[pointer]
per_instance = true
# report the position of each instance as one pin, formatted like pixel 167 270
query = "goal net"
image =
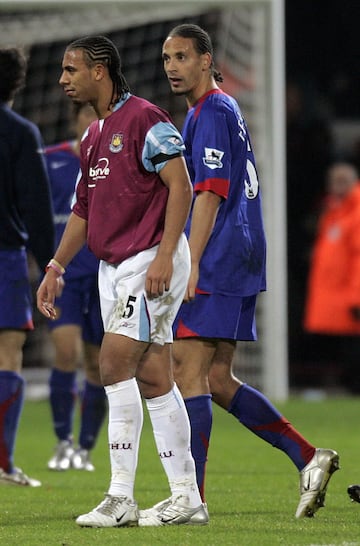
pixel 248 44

════

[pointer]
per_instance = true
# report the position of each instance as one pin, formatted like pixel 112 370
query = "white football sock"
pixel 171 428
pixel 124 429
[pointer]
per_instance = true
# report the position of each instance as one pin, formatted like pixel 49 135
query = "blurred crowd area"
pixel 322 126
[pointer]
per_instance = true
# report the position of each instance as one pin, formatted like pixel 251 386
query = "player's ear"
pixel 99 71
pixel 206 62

════

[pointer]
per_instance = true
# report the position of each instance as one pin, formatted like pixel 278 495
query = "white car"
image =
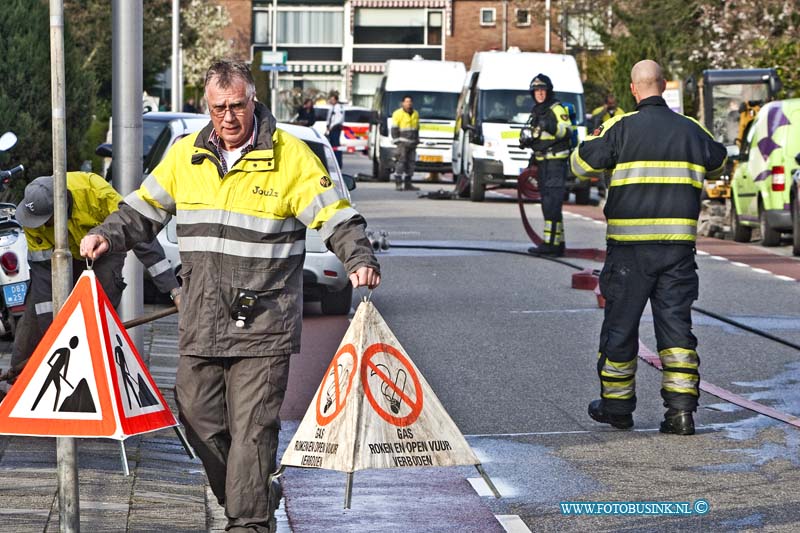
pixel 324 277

════

Could you copy every line from the records that mentions the word "position"?

→ **Response to the task**
# report the position of each instance as one pin, formatted like pixel 167 270
# report the position of each instance as one pin, formatted like pixel 112 370
# report the position of each instance as one pin, formatted like pixel 49 135
# report the position of each instance as one pin, formatted like pixel 251 386
# report the position of each instance as one pin, formatted like pixel 278 495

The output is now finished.